WHAT YOU NEED TO DO: Write each line of the data below as one string in a JSON list, skipping blank lines and leaving out the picture.
[start of MATERIAL TO PROCESS]
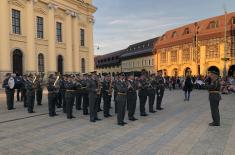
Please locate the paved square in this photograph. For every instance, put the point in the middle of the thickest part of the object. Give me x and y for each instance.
(182, 128)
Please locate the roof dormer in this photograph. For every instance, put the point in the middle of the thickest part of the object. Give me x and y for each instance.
(213, 24)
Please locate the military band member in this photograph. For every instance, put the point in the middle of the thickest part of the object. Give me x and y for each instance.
(70, 88)
(107, 94)
(214, 97)
(99, 96)
(30, 93)
(23, 90)
(62, 91)
(52, 95)
(115, 93)
(9, 92)
(94, 89)
(160, 88)
(84, 91)
(78, 95)
(151, 93)
(122, 89)
(39, 90)
(143, 94)
(131, 97)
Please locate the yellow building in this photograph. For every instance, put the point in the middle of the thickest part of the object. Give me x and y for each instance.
(46, 36)
(197, 47)
(109, 63)
(139, 57)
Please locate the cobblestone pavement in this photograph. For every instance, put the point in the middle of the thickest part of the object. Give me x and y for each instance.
(182, 128)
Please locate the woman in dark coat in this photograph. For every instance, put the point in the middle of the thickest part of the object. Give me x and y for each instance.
(187, 87)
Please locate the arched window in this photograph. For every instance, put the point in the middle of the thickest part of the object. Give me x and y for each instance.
(40, 62)
(60, 64)
(17, 60)
(83, 65)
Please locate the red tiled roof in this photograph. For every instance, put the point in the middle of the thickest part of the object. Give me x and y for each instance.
(203, 31)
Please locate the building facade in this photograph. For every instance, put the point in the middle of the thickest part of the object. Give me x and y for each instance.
(109, 63)
(139, 57)
(46, 36)
(197, 47)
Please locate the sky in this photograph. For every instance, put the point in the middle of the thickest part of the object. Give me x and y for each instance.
(120, 23)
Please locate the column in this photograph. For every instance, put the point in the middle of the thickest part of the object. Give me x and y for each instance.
(90, 45)
(76, 43)
(30, 32)
(5, 56)
(51, 39)
(203, 68)
(69, 51)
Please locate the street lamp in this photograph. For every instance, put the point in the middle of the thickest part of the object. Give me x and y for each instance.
(225, 58)
(196, 51)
[end of MATERIAL TO PROCESS]
COMPLETE ANSWER:
[
  "Please locate the paved square in this photograph. For every instance, put the point in the middle of the thickest part of the object. Give me x and y for each instance.",
  "(182, 128)",
  "Please locate the roof dormer in this photograph. For every instance, put the point in the middle of the thickest part of the object. Give me x and y for each instance.",
  "(213, 24)",
  "Please locate the military band member in this photograph. For every instance, put the point in the middle of the thickest part of the object. Give me x and y for each instance.",
  "(70, 88)",
  "(107, 94)",
  "(214, 97)",
  "(99, 96)",
  "(30, 93)",
  "(23, 90)",
  "(62, 91)",
  "(52, 95)",
  "(115, 93)",
  "(9, 92)",
  "(94, 89)",
  "(160, 88)",
  "(84, 91)",
  "(78, 95)",
  "(151, 93)",
  "(122, 89)",
  "(39, 90)",
  "(143, 94)",
  "(131, 97)",
  "Please locate the yellow building in this photograph. For every instance, put the point in the middle of the thickest part of the object. Give me x and y for each instance.",
  "(46, 36)",
  "(197, 47)",
  "(109, 63)",
  "(139, 57)",
  "Please locate the cobblestone pavement in this photograph. For every instance, put the point in the middle of the thickest part of the object. Give me x and y for each instance.",
  "(182, 128)",
  "Please locate the woman in dark coat in this photograph. For every instance, put the point in the middle of the thickest part of the object. Give me x and y for each instance.",
  "(187, 87)",
  "Please locate the arched window in this photograph. For every instance, put the point in the middle of the thickest part of the object. Give me x and y for each instance.",
  "(40, 62)",
  "(60, 64)",
  "(17, 60)",
  "(83, 65)",
  "Please locate the red tiled roof in this photograph. For every instance, put the point in the middle of the thickest part of the object. Give me x and y for each instance.",
  "(203, 31)",
  "Please locate the building facade in this photograph. For every instance, put the point in the middle of the thickest part of the object. Give me x and y for each instance.",
  "(109, 63)",
  "(139, 57)",
  "(46, 36)",
  "(197, 47)",
  "Please locate the sky in this photograph. For every instance, put the point in the middle of the thickest part of the object. Give me x and y for each instance.",
  "(120, 23)",
  "Please locate the column in this photograph. For every instance, put the point in the middle of the thickest part of the object. Give me x and y for each instance.",
  "(90, 45)",
  "(76, 43)",
  "(30, 32)",
  "(5, 56)",
  "(51, 39)",
  "(203, 68)",
  "(69, 51)",
  "Please locate the street lamp in this photograph. For every instance, put the point in the middle of the thickest part of the object. Give me x and y for each instance.",
  "(225, 58)",
  "(196, 51)"
]